§ WHAT TO DO
Count up the lines of the data below that contain the string "taillight", then give only the total.

§ RECORDS FOR THIS TASK

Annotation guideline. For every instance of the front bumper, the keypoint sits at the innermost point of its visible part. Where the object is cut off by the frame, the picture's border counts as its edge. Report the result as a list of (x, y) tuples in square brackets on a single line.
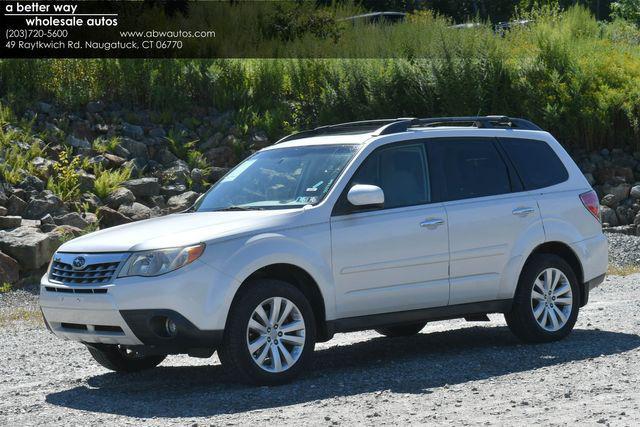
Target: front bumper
[(131, 311)]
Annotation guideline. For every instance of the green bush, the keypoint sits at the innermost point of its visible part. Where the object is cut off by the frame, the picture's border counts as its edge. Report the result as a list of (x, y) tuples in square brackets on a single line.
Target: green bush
[(65, 181), (106, 145), (109, 180)]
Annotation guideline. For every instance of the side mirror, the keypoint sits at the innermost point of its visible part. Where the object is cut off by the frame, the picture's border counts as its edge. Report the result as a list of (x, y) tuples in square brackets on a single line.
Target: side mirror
[(365, 195)]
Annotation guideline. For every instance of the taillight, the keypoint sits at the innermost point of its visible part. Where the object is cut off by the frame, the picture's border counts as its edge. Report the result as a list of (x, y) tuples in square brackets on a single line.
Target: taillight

§ EXERCISE SOLUTION
2